- **Ausgewählter Auszug**:
★ ★ ★ ★
Bearbeiter: Dr. Gernot Schmalz-Brüggemann
► Kaufvertrag über Oldtimer, § 433 BGB. ► Rechtsmangel (§ 435 BGB) infolge Ausschreibung eines Fahrzeugs in internationaler Fahndungsliste. ► Abgrenzung Rechtsmangel - Sachmangel bei behördlicher Interventionsbefugnis. ► Rücktritt nach §§ 437 Nr. 2, 323 BGB. ► Entbehrlichkeit einer Fristsetzung nach § 440 BGB. ► Abwicklung eines Kaufvertrages bei unklarer Eigentumslage der Kaufsache
BGH Urteil vom 18. 1. 2017 (VIII ZR 234/15) NJW 2017, 1666
Fall (Rolls Royce Cabrio)
Anfang des Jahres 2016 kaufte K von B durch einen mündlich geschlossenen Vertrag einen gebrauchten Pkw des Modells Rolls Royce Corniche Cabrio als Oldtimer zum Preis von 29.000 Euro. Anschließend erfolgte die Übergabe des Pkw und die Zahlung des Kaufpreises. Als K im April 2016 die Zulassung beantragte, stellte sich heraus, dass der in Frankreich ansässige frühere Eigentümer (FE) den Pkw als gestohlen gemeldet hatte. Die französischen Behörden hatten deshalb den Pkw Ende 2015 im Schengener Informationssystem (SIS) zur Fahndung (Identitätsfeststellung und Sicherstellung) ausgeschrieben. Demzufolge verfügte die zuständige deutsche Polizeidienststelle die Sicherstellung des Fahrzeugs. Auch leitete die Staatsanwaltschaft gegen B und K Ermittlungsverfahren wegen Hehlerei ein. Im Zuge der Ermittlungen kam die Vermutung auf, FE habe den Diebstahl zum Zwecke eines Versicherungsbetrugs nur vorgetäuscht. Ob der Pkw Gegenstand eines Diebstahls oder eines Versicherungsbetrugs war, konnte bisher nicht geklärt werden. Die StA stellte die Ermittlungen ein. Die Polizei gab K den Pkw zurück und erteilte eine Freigabebescheinigung, wonach keine Bedenken gegen die Zulassung bestehen. Der Pkw wurde auf K zugelassen.
Wegen der fortbestehenden Unklarheiten nahm die StA im Jahre 2017 die Ermittlungen wieder auf. Auch blieb die SIS-Ausschreibung bestehen. Mit Schreiben vom 2. Oktober 2017 erklärte K gegenüber B den Rücktritt vom Kaufvertrag und begründete das mit der Unsicherheit, ob er Eigentümer des Pkw geworden sei, und mit der fortbestehenden SIS-Ausschreibung, die ein ihm nicht mehr zumutbarer Mangel sei. Er verlangt von B Rückzahlung des Kaufpreises Zug um Zug gegen Rückgabe des - von ihm bisher nicht benutzten - Pkw. B verweigert das und verweist K darauf, dass FE den Pkw nicht herausverlangt habe und K den Pkw uneingeschränkt nutzen könne. Die SIS-Ausschreibung sei wegen der Freigabebescheinigung ohne Bedeutung, auch könne K deren Löschung verlangen. Ist der von K gegen B erhobene Anspruch begründet?
★ ★ ★ ★
- **Gegebene Angaben**:
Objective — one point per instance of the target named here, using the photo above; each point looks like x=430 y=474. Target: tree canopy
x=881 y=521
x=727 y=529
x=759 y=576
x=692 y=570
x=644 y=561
★ ★ ★ ★
- **Aufgabe 1**: Formulieren Sie den Sachverhalt von „Wegen der fortbestehenden“ bis einschließlich „erhobene Anspruch begründet?“ um, indem Sie „SIS-Ausschreibung“ durch „Fahndungsausschreibung“ ersetzen.
- **Aufgabe 2**: Skalieren Sie die Zeilen, indem Sie alle vollständig wiedergeben, auch die erste, und jede x- und y-Koordinate, die allein in einer Zeile steht, mit 2,15 multiplizieren und auf ganze Zahlen runden, wobei ,5 aufgerundet wird. Das Formatmuster in der ersten Zeile bleibt unverändert.
Der Sachverhalt und die Zeilen sind voneinander unabhängiges Material.

- **Übungsergebnis 1**:
Wegen der fortbestehenden Unklarheiten nahm die StA im Jahre 2017 die Ermittlungen wieder auf. Auch blieb die Fahndungsausschreibung bestehen. Mit Schreiben vom 2. Oktober 2017 erklärte K gegenüber B den Rücktritt vom Kaufvertrag und begründete das mit der Unsicherheit, ob er Eigentümer des Pkw geworden sei, und mit der fortbestehenden Fahndungsausschreibung, die ein ihm nicht mehr zumutbarer Mangel sei. Er verlangt von B Rückzahlung des Kaufpreises Zug um Zug gegen Rückgabe des - von ihm bisher nicht benutzten - Pkw. B verweigert das und verweist K darauf, dass FE den Pkw nicht herausverlangt habe und K den Pkw uneingeschränkt nutzen könne. Die Fahndungsausschreibung sei wegen der Freigabebescheinigung ohne Bedeutung, auch könne K deren Löschung verlangen. Ist der von K gegen B erhobene Anspruch begründet?

- **Übungsergebnis 2**:
Objective — one point per instance of the target named here, using the photo above; each point looks like x=430 y=474. Target: tree canopy
x=1894 y=1120
x=1563 y=1137
x=1632 y=1238
x=1488 y=1226
x=1385 y=1206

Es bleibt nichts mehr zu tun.